* Supplied passage
The Company and certain of its subsidiaries are defendants in various
other litigation matters arising in the ordinary course of business,
some of which involve claims for damages that are substantial in
amount. Some of these litigation matters are covered by insurance.
In the opinion of management, adequate provisions (less than
$1,500,000 in the aggregate) have been made for losses with respect
to all litigation matters (including with respect to the above-
described suit), where appropriate, and the ultimate resolution of
all such litigation matters is not likely to have a material effect
on the consolidated financial position of the Company. Due to the
Company's modest and fluctuating net earnings (loss), it is not
possible to predict whether the resolution of these matters is likely
to have a material effect on the Company's consolidated net earnings
(loss), and it is, therefore, possible that the resolution of these
matters could have such a material effect in any future quarter or
annual fiscal period.
10
Part I. Financial Information, continued
Item 2. Management's Discussion and Analysis of Financial Condition and
Results of Operations:
The following discussion and analysis covers any material changes in
financial condition since December 31, 1994 and any material changes in
the results of operations for the three and six months ended June 30,
1995 as compared to the same periods in 1994. This discussion and
analysis should be read in conjunction with "Management's Discussion and
Analysis of Financial Condition and Results of Operations" included in
the 1994 Annual Report to Shareholders.
Operating Results:
Operating properties:
Revenues from retail centers increased $3,931,000 and $3,854,000 while
total operating and interest expenses decreased $1,984,000 and $5,022,000
for the three and six months ended June 30, 1995 as compared to the same
periods in 1994. The increases in revenues are attributable to the
operations of expansions opened in August 1994 and March 1995, increased
tenant lease cancellation payments, and higher effective rents on re-
leased space. These increases have been partially offset by lower
recoveries of operating expenses, as discussed below, and the
dispositions of properties in the first quarter of 1994 and second
quarter of 1995. The decreases in expenses are attributable to these
dispositions, lower recoverable expenses as a result of operating expense
reduction efforts and milder winter conditions experienced in the
Northeast and lower interest expense due to debt restructurings and
refinancings completed in 1994. These decreases were partially offset by
an increase in expenses associated with the operations of the expansions
referred to above.

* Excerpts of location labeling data
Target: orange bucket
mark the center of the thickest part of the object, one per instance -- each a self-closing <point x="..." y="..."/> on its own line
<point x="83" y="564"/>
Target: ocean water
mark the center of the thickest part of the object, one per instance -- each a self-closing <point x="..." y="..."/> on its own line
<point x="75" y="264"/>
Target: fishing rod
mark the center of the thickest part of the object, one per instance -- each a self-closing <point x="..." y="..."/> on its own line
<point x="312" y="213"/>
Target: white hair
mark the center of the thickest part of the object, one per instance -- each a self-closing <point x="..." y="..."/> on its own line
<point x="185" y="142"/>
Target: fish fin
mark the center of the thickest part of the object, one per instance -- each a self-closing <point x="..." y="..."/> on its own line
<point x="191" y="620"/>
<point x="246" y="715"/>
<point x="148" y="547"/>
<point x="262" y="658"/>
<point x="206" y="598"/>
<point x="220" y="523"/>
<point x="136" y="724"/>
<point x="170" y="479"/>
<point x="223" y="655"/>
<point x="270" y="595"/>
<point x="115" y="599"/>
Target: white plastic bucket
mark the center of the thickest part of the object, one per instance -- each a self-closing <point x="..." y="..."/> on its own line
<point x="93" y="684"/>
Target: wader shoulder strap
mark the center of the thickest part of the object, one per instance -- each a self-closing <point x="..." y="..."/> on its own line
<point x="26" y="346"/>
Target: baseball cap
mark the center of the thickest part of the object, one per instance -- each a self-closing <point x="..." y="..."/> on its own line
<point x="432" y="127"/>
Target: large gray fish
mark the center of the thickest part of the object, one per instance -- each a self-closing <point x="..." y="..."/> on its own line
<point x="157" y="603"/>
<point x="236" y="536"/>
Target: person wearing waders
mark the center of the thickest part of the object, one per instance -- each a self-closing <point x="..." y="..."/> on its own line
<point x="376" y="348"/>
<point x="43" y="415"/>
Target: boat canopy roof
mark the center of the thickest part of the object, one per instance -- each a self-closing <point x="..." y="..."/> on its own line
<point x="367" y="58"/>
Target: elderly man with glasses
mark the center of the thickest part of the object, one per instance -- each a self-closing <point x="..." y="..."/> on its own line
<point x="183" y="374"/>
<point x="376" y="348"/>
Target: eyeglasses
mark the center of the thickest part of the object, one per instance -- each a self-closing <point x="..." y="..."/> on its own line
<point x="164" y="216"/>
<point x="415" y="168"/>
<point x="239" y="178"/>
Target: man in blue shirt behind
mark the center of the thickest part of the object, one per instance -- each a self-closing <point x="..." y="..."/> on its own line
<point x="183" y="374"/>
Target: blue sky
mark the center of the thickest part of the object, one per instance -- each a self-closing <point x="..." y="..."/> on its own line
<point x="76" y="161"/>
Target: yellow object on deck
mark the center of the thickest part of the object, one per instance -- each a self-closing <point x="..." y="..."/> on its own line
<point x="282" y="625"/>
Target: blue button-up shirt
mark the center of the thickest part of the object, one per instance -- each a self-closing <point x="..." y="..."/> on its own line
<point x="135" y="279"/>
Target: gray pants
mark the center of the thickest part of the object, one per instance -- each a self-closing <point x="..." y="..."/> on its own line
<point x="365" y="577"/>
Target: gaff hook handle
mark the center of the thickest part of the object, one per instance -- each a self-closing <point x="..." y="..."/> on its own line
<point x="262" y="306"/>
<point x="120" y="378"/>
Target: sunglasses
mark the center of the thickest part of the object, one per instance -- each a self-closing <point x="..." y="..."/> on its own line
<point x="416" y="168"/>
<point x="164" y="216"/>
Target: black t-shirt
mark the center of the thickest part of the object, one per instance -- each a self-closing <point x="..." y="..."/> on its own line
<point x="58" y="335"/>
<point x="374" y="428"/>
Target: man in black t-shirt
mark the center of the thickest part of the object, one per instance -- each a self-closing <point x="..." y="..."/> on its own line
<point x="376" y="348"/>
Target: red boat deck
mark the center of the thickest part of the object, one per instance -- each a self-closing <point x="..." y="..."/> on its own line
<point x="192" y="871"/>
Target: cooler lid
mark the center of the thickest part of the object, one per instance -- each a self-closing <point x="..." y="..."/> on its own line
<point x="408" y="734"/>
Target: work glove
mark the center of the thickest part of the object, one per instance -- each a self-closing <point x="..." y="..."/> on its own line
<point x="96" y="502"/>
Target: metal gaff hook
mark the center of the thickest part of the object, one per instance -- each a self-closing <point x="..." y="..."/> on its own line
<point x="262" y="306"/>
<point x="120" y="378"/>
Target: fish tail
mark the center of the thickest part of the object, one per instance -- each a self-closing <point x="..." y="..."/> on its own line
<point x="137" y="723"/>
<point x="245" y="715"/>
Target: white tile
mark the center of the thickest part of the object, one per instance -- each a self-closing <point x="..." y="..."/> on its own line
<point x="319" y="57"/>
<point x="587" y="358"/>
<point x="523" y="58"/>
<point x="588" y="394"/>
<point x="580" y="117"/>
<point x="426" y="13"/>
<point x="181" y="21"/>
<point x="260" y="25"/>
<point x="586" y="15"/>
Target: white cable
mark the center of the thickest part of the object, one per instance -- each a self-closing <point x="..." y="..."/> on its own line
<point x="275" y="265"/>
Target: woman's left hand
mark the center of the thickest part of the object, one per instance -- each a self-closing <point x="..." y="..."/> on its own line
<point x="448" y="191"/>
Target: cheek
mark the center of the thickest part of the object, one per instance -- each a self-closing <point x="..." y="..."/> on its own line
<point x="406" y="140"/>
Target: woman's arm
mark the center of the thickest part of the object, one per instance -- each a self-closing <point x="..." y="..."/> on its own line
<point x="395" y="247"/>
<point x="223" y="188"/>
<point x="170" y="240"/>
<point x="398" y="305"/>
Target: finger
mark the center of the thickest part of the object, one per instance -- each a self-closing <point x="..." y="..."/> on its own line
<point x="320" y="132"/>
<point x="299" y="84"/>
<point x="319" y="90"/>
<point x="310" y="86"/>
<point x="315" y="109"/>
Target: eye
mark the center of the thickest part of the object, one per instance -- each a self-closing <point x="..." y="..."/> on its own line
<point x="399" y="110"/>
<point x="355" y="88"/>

* Actions to take
- a) Answer these questions using the financial report excerpt above:
(i) What is the aggregate limit stated for the provisions made for losses on litigation matters?
(ii) Which annual report should the discussion and analysis be read alongside?
(iii) By how much did revenues from retail centers increase for the three months ended June 30, 1995?
- b) Copy the financial report excerpt above, taking everything from "In the opinion" down to "annual fiscal period.".
- c) Carry on with the financial report excerpt above, writing on from its last sentence.

* Task-by-task outputs
- a)
(i) Less than $1,500,000 in the aggregate.
(ii) The 1994 Annual Report to Shareholders.
(iii) $3,931,000.

- b)
In the opinion of management, adequate provisions (less than
$1,500,000 in the aggregate) have been made for losses with respect
to all litigation matters (including with respect to the above-
described suit), where appropriate, and the ultimate resolution of
all such litigation matters is not likely to have a material effect
on the consolidated financial position of the Company. Due to the
Company's modest and fluctuating net earnings (loss), it is not
possible to predict whether the resolution of these matters is likely
to have a material effect on the Company's consolidated net earnings
(loss), and it is, therefore, possible that the resolution of these
matters could have such a material effect in any future quarter or
annual fiscal period.

- c)
Revenues from office, mixed-use and other properties increased $136,000 and
$456,000 and total operating and interest expenses decreased $800,000 and
$154,000 for the three and six months ended June 30, 1995 as compared to
the same periods in 1994. The increases in revenues are attributable
primarily to higher occupancy at certain hotel and office properties in
Columbia and tenant lease cancellation payments. These increases have
been partially offset by increased vacancy at a mixed-use project. The
decreases in total operating and interest expenses are attributable
primarily to lower depreciation expense as the Company discontinued
depreciating an industrial building it intends to sell. These decreases
are partially offset by expenses at two industrial buildings in Columbia
which opened in the second quarter of 1994 and higher interest expense on
a mixed-use project. Interest on the project loan was lower in the first
quarter of 1994 because the Company exercised an option in the loan
agreement to make a specified payment and reduce the effective interest
rate on the loan retroactive to the beginning of its term. The payment
was less than the interest previously accrued, and the difference was
recorded as a reduction to interest expense in the quarter.
Land sales:
Revenues from land sales decreased $4,096,000 and $4,473,000 and total
costs and expenses decreased $2,324,000 and $3,182,000 for the three and
six months ended June 30, 1995, as compared to the same periods in 1994.
11
Part I. Financial Information, continued
Item 2. Management's Discussion and Analysis of Financial Condition and
Results of Operations:
The decreases in revenues relate to lower sales of land for commercial/
other uses in Columbia. The decreases in costs and expenses is
attributable primarily to decreased costs of sales due to lower sales
revenues.
Development:
These costs consist primarily of additions to the pre-construction reserve
and new business costs. The pre-construction reserve is maintained to
provide for costs of projects which may not go forward to completion.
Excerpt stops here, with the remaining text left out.